— start —
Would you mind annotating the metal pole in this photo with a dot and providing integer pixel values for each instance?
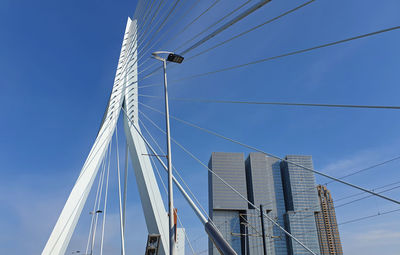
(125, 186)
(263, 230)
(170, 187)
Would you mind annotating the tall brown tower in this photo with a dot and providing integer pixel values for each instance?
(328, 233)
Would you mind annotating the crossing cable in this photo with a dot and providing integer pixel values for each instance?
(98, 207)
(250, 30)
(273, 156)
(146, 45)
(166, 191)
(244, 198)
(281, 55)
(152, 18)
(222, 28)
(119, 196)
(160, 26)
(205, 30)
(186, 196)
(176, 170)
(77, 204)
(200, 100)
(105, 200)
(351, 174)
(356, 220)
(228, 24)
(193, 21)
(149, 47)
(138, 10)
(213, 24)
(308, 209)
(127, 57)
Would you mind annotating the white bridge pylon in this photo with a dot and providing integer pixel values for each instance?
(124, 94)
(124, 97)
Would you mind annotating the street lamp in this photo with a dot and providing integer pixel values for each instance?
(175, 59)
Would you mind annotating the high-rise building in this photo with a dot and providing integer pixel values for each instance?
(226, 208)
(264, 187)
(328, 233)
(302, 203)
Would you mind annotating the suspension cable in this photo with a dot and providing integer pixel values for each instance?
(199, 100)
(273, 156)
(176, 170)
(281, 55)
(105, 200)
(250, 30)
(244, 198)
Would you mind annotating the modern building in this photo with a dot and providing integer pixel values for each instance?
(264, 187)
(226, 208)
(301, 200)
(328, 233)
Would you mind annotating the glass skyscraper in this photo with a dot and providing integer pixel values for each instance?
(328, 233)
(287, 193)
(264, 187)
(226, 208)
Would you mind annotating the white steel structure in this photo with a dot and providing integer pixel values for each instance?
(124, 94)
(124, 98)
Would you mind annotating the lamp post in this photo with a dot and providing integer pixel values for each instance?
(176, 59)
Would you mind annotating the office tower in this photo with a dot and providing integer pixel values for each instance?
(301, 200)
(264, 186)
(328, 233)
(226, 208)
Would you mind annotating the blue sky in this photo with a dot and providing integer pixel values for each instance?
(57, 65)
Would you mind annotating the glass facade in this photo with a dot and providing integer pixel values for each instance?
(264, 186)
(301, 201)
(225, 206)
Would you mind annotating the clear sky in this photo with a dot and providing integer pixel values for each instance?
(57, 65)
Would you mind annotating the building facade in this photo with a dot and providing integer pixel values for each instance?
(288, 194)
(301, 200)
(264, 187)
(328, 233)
— end —
— start —
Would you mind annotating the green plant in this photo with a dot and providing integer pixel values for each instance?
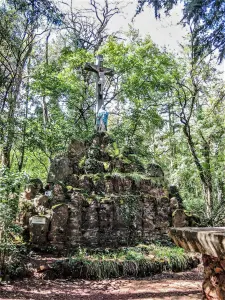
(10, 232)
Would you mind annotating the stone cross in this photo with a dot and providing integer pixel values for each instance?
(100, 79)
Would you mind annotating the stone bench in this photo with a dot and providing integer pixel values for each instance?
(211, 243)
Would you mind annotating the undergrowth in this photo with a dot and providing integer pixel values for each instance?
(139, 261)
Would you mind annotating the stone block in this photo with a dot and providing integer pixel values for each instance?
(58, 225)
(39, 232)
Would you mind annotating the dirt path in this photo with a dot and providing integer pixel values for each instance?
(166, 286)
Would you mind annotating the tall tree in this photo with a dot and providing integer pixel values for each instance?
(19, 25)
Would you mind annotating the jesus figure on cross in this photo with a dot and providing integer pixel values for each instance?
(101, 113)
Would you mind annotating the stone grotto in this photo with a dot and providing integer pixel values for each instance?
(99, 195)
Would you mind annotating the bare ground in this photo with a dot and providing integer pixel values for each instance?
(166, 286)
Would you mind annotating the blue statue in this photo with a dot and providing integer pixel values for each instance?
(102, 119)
— end —
▶ [WORK INSTRUCTIONS]: Extract each line of the data above that contains the string "building".

▶ [ANSWER FOR THE TASK]:
Would you mind annotating the high-rise building in this photo with a dot and providing integer pixel values for each instance?
Would you mind annotating the modern building in this photo with a dot and providing integer pixel values for each instance?
Would you mind annotating the building facade in this photo with a dot and providing integer pixel values for each instance?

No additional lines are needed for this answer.